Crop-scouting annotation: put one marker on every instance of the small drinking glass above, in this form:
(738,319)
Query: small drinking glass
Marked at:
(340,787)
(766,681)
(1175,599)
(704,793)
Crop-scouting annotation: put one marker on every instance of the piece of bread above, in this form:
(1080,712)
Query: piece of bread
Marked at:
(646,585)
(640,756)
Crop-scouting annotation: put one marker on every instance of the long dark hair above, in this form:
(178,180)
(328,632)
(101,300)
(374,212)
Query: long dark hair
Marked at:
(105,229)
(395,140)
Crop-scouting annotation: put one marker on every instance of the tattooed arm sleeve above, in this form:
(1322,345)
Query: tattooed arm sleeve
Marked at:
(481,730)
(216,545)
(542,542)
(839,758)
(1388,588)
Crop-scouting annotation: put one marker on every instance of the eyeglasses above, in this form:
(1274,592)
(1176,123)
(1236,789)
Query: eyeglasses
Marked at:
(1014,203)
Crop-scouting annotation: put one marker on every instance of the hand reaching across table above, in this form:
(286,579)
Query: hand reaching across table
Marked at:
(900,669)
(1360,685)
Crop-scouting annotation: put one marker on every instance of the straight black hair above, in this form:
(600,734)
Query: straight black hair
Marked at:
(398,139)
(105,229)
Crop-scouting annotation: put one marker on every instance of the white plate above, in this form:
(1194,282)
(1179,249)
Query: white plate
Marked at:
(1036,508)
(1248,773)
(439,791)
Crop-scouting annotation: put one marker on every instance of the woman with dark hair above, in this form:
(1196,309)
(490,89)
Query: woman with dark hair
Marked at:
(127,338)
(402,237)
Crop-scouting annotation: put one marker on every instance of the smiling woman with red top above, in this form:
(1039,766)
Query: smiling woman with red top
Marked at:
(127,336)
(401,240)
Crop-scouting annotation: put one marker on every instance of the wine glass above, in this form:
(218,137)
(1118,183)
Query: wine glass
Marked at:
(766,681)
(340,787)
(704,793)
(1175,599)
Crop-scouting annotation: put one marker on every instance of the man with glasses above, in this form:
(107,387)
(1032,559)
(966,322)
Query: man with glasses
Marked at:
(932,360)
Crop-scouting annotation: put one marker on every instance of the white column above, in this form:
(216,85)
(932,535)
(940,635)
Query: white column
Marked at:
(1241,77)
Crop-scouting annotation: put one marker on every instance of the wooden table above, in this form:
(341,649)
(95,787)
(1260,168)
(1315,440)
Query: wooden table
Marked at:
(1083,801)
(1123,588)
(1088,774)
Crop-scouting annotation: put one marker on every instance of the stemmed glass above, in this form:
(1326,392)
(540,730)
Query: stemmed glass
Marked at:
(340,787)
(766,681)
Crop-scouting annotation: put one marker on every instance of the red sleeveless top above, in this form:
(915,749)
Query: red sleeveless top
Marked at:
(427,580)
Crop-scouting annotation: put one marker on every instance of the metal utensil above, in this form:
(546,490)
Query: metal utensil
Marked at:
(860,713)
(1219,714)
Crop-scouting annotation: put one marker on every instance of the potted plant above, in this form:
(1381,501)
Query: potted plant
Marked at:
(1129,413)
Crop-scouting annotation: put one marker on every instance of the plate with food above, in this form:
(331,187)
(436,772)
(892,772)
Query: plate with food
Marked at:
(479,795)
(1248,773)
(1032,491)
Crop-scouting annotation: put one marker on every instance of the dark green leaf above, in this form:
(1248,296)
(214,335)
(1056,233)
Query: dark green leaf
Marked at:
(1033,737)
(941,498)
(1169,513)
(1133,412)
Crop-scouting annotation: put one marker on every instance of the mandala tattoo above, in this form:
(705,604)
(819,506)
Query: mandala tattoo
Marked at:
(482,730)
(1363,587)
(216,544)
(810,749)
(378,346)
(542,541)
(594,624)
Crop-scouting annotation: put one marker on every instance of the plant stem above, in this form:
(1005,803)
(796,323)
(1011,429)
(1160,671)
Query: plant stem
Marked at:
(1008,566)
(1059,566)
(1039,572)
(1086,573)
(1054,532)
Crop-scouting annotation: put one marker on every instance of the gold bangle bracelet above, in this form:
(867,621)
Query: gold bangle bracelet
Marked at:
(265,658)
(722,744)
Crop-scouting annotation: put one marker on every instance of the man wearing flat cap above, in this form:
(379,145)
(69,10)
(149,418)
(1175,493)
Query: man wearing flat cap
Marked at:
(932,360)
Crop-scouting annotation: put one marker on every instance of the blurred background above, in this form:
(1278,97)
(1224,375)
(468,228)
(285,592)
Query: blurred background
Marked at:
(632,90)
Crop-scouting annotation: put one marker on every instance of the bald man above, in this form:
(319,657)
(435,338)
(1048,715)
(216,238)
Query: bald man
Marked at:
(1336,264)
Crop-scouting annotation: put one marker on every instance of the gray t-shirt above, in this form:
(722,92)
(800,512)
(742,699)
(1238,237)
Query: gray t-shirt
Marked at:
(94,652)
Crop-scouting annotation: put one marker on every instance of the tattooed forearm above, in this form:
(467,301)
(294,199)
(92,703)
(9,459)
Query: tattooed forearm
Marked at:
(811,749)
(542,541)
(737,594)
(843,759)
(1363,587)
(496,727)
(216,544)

________________

Every line above from the line with "of the hand" to the line with "of the woman", both included, must be reproduced exactly, and no other line may appear.

Crop-scouting annotation: put one marker on every instance of the hand reaching across table above, in this form:
(286,579)
Query: hand reaching across table
Marked at:
(900,669)
(1360,685)
Crop-scouting annotation: put one marker on every instance of the straight black hair above, in this form:
(600,734)
Query: straight black hair
Marked at:
(398,139)
(105,229)
Crop-scouting annotation: put one marker on every instance of the white plate above, in this form:
(1194,282)
(1179,249)
Query: white plate
Marked at:
(1036,508)
(1248,773)
(439,791)
Crop-scouting annotation: put one marker on every instance of the woman with dark hair above, in this form:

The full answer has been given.